## Task to complete:
Search the records for the word "brown". Copy every line where it appears.

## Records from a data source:
::::::
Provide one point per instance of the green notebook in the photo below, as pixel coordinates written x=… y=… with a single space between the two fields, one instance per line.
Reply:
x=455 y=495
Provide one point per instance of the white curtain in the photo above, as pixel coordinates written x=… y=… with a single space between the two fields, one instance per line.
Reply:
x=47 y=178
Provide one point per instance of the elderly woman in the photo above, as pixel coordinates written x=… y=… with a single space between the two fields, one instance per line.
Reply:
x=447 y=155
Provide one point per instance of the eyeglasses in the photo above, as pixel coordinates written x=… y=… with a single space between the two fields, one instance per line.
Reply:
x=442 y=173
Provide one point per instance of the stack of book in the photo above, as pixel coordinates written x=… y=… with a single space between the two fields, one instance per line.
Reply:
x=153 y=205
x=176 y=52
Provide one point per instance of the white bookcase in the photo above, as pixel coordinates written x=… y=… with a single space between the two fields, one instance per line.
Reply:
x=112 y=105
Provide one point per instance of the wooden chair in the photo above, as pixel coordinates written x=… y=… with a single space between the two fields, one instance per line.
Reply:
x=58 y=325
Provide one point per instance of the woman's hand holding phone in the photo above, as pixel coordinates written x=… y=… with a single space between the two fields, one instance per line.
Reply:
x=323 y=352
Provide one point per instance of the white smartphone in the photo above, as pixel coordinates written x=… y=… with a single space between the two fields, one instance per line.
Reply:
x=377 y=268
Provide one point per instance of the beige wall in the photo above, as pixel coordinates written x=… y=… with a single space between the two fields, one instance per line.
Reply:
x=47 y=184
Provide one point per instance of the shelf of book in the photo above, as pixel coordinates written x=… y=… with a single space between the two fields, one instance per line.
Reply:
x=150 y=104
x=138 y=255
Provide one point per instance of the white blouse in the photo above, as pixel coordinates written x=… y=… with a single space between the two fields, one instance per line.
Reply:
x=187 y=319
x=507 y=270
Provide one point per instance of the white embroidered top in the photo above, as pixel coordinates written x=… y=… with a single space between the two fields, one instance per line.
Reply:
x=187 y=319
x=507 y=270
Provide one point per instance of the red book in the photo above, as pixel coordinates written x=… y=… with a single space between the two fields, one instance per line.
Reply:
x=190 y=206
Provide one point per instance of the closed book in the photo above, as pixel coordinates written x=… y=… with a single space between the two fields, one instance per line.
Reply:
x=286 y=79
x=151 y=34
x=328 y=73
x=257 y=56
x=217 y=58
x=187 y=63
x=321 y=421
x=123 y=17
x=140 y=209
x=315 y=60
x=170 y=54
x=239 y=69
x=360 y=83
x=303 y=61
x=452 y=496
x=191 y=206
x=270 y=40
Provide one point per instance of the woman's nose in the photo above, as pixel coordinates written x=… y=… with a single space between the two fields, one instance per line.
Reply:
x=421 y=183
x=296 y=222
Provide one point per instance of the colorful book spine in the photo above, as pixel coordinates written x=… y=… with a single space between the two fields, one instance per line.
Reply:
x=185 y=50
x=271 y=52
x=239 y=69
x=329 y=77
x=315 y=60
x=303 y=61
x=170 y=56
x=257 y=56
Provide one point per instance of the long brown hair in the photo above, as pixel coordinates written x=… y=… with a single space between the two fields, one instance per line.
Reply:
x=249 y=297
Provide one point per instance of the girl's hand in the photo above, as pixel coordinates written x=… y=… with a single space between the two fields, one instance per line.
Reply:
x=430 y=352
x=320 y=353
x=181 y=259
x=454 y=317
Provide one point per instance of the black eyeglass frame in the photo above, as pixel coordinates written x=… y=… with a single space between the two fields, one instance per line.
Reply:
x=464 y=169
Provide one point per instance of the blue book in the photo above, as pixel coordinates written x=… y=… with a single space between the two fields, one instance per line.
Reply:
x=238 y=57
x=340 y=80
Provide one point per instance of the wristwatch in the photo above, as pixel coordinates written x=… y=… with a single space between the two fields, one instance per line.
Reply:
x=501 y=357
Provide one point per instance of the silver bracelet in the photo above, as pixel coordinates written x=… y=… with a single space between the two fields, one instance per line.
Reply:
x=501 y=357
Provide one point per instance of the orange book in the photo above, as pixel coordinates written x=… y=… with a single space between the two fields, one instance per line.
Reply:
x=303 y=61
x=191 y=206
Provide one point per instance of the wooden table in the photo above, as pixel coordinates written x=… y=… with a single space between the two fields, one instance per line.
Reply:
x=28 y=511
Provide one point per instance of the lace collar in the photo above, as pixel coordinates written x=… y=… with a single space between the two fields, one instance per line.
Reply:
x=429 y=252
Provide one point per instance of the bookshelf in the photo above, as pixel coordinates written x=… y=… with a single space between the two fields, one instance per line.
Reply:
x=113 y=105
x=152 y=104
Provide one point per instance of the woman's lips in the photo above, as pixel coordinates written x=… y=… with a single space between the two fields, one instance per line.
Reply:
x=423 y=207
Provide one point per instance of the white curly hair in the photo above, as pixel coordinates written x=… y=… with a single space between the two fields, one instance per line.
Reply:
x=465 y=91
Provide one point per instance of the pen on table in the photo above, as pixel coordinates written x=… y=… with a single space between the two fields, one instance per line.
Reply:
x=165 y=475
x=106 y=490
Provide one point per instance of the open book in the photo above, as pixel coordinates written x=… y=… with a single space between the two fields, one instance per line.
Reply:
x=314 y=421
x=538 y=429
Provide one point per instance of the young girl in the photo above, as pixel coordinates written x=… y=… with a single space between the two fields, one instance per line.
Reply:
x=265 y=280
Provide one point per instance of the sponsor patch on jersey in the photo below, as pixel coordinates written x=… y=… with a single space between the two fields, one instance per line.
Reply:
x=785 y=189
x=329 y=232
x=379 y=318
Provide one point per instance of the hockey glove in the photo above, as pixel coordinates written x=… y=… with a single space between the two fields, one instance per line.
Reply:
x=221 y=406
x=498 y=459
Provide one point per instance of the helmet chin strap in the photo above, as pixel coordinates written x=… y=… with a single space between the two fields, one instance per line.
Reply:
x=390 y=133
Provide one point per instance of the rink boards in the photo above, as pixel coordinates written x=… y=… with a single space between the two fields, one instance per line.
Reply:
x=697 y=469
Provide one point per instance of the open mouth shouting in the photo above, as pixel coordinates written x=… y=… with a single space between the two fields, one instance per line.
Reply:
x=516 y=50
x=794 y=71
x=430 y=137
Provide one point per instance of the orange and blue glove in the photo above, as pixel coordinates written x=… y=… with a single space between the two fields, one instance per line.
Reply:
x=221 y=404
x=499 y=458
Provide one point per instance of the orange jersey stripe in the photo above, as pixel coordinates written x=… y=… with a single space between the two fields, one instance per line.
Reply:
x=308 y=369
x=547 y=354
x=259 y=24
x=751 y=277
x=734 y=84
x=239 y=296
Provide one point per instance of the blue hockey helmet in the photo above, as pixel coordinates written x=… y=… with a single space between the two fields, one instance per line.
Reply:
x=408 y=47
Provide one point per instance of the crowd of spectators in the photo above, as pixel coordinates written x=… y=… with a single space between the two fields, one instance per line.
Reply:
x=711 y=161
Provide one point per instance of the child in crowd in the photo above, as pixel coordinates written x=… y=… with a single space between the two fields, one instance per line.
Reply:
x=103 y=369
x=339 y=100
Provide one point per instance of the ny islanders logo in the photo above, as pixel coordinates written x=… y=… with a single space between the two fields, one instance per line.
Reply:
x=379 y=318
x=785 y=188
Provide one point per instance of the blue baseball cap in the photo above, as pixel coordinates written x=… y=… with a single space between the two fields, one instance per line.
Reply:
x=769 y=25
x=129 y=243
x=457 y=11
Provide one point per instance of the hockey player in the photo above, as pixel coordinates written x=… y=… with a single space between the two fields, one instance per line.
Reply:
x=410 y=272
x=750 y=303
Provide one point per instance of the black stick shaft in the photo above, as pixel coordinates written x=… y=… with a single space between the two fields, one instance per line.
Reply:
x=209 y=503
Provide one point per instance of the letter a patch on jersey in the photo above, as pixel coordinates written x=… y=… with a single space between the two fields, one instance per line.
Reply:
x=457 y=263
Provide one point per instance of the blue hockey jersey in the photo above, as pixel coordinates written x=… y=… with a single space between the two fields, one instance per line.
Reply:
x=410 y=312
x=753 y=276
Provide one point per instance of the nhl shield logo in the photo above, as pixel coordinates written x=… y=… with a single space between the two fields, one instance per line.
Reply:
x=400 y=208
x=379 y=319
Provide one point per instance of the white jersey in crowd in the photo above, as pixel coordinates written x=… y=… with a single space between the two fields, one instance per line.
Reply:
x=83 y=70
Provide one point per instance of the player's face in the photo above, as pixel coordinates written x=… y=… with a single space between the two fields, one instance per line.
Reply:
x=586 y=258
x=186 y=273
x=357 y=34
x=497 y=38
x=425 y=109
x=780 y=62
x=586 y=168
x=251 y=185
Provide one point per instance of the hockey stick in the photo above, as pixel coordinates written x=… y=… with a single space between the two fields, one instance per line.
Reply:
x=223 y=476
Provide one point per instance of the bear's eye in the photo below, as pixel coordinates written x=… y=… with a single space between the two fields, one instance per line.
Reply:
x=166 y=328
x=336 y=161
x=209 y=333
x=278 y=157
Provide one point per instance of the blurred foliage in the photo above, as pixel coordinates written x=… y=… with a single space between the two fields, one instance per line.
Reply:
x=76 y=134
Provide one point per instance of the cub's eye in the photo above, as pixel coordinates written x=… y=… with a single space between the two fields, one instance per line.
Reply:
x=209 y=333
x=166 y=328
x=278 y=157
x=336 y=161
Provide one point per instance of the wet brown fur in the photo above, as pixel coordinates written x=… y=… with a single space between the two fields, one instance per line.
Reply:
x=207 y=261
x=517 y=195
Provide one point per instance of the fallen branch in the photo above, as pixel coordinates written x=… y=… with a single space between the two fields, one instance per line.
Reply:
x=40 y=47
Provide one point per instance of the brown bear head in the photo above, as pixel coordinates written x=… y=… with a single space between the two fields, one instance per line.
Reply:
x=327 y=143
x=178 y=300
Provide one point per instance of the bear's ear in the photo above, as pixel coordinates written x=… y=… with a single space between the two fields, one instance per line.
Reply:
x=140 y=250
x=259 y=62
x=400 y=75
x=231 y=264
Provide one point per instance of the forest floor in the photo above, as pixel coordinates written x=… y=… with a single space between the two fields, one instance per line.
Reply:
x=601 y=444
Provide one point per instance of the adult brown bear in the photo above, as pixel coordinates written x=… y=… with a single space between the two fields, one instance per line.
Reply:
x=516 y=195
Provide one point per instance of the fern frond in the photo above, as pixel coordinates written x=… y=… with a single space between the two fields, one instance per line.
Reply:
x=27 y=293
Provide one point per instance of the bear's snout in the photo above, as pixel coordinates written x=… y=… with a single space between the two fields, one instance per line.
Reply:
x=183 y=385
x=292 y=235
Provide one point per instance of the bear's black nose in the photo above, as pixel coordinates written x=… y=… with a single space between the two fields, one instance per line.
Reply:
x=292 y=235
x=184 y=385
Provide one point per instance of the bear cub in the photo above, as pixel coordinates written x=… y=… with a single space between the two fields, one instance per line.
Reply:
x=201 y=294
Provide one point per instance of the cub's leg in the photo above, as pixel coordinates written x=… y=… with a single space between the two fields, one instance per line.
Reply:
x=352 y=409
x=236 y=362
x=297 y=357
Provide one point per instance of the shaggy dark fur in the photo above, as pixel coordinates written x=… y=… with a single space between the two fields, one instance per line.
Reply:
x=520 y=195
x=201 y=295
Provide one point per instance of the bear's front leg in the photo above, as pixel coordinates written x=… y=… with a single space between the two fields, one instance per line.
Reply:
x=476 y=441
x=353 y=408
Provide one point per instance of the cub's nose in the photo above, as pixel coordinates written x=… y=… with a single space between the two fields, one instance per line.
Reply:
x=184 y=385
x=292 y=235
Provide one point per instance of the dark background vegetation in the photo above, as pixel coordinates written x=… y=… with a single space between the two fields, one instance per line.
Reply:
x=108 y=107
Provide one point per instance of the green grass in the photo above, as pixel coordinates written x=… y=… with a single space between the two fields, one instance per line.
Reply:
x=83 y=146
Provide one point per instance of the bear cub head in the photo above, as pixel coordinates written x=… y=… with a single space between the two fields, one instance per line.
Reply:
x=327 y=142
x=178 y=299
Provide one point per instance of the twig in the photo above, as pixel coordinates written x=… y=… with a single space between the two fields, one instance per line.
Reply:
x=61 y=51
::::::
## Solved exercise:
Provide one point per instance of the long brown hair in the photo above, as pixel coordinates written x=… y=… with a single space between the two fields, one instance per line.
Provide one point per instance of the wet brown fur in the photo above, as pixel coordinates written x=… y=… with a single space between the two fields, one instance per line.
Provide one point per instance of the brown bear head in the photo above, as pixel coordinates written x=… y=… with a single space between the two fields, one instance per line.
Provide one point per instance of the adult brown bear in the photo above, as pixel coordinates written x=… y=… with a single space between the two fields, one instance per line.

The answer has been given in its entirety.